> [SELECTION]:
Locally, it acquired a pensions business last August, employing 12 staff and a partner. The firm has also recruited a Director in Reorganisation of Services, to build that business in light of rising demand in the local market.
This would take the firm’s workforce from 150 to 275 over that period.
“Overall, that challenge is: ‘What have we now got within this organisation that we can provide to our clients? And how can we get it to market as quickly as we can?’”
Technology
As an organisation, Deloitte’s latest headline has been the plan to create 125 new jobs over the next two years.
“About 100 of them will be in consultancy, focusing on software development, software testing, application support and business analytics,” he explains. “And around 25 will be a complimentary tax unit. The group will have a remit to research, develop, deliver tax, admin and compliance services in a highly cost- effective, technology-rich way.”
Belfast was chosen as a technology centre due to its skilled workforce, low costs, and “the flow of high quality graduates coming through.”
Expanding the use of technology throughout the business is a clear running theme. Roberts continues: “One of the unknown things about our technology business in particular would be the range of clients that somebody sitting in Belfast can end up working with. So, over the last couple of years, people will have worked with the BBC, supporting the development of the iPlayer, with Transport for London on the development of the Oyster Card and with Disney and with the Tesco Bank – all household names and organisations that aren’t prevalent in Northern Ireland.”
These are exportable services, valuable to the local economy. However, Deloitte recognises that staff often want to be based in Northern Ireland “rather than getting on a plane all the time”. Technology increasingly allows them to do that.
Deloitte finds that large clients expanding overseas want “the global reach” i.e. a consistent service from the company in every country in which it operates. In 2009, Deloitte worked in 146 countries and employed 169,000 staff.
“A smaller client in the Northern Ireland market wants the specialist services but generally wants to deal with an individual,” he adds. “Whilst we have to become more specialist, equally we have to become more generalist and know where to stop, when to bring in that final piece of specialist advice.”
Deloitte clients have found relationships with banks to be the hardest part of the recession. “Private sector clients have challenges with the bank, whether they’re in a distressed position or not,” he states. “The banks obviously have changed the way they work to reflect the difficulties they’ve been through. Our clients have felt that to a greater or lesser degree.”

> [DATASET EXCERPT]:
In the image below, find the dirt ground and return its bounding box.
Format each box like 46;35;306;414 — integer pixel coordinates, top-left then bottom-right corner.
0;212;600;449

> [CHALLENGES]:
- a) Could you transcribe the Deloitte article from "These are exportable" up to and including "employed 169,000 staff."?
- b) What reasons does the Deloitte article give for choosing Belfast as a technology center?

> [SOLUTIONS TO THE TASKS]:
- a)
These are exportable services, valuable to the local economy. However, Deloitte recognises that staff often want to be based in Northern Ireland “rather than getting on a plane all the time”. Technology increasingly allows them to do that.
Deloitte finds that large clients expanding overseas want “the global reach” i.e. a consistent service from the company in every country in which it operates. In 2009, Deloitte worked in 146 countries and employed 169,000 staff.

- b) Belfast was chosen for its skilled workforce, low costs, and "the flow of high quality graduates coming through."